Но не так было после. Сын его, глуповатый с роду, после кончины старика стал было продолжать свои торговые дела, но, видно, он был безграмотнее и беспамятнее своего отца. Приказчики их торгового дома, рассеянные по всему лицу благодатной России, начали обманывать и грабить своего нового хозяина, у которого, как и у отца, и в заводе не было настоящих конторских книг, правильных отчетов и срочных от комиссионеров донесений.
У старика все эти счеты и расчеты были всегда в памяти, и подручникам его, ближайшим родственниками из бедных, обкрадывать хозяина было трудно, у него был на то ясный, здравый ум и смысл, и стоеросовая дубинка. "Выпишет" к себе "грабителя" и "погладит" его своей тросточкой, тот и смирится, а если заартачится, то и с глаз долой.

» ИЗВЛЕЧЁННЫЕ ДАННЫЕ
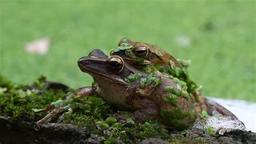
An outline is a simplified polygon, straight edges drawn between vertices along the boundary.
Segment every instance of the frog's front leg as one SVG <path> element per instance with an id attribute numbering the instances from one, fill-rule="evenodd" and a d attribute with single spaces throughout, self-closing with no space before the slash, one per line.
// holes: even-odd
<path id="1" fill-rule="evenodd" d="M 66 96 L 64 97 L 64 100 L 68 100 L 70 99 L 72 97 L 79 95 L 80 98 L 83 98 L 86 96 L 92 96 L 93 95 L 97 95 L 96 91 L 96 87 L 83 87 L 77 90 L 75 90 L 70 93 L 68 94 Z M 55 108 L 55 106 L 52 104 L 48 106 L 47 107 L 43 110 L 42 111 L 48 111 L 50 110 L 54 109 L 50 113 L 45 116 L 43 119 L 38 120 L 36 124 L 38 127 L 44 123 L 45 123 L 49 118 L 51 118 L 54 115 L 56 115 L 58 113 L 59 113 L 63 111 L 64 106 L 61 105 L 59 108 Z"/>
<path id="2" fill-rule="evenodd" d="M 138 109 L 131 114 L 131 117 L 135 121 L 143 123 L 157 117 L 159 111 L 158 106 L 146 97 L 136 96 L 132 105 Z"/>
<path id="3" fill-rule="evenodd" d="M 98 95 L 96 87 L 85 87 L 72 91 L 65 97 L 65 100 L 68 100 L 75 96 L 79 95 L 80 98 L 93 96 Z"/>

» ЗАДАНИЕ
Перепишите целиком отрывок о торговых делах старика и его сына слово в слово, ничего не меняя.

» РЕЗУЛЬТАТ ВЫПОЛНЕНИЯ
Но не так было после. Сын его, глуповатый с роду, после кончины старика стал было продолжать свои торговые дела, но, видно, он был безграмотнее и беспамятнее своего отца. Приказчики их торгового дома, рассеянные по всему лицу благодатной России, начали обманывать и грабить своего нового хозяина, у которого, как и у отца, и в заводе не было настоящих конторских книг, правильных отчетов и срочных от комиссионеров донесений.
У старика все эти счеты и расчеты были всегда в памяти, и подручникам его, ближайшим родственниками из бедных, обкрадывать хозяина было трудно, у него был на то ясный, здравый ум и смысл, и стоеросовая дубинка. "Выпишет" к себе "грабителя" и "погладит" его своей тросточкой, тот и смирится, а если заартачится, то и с глаз долой.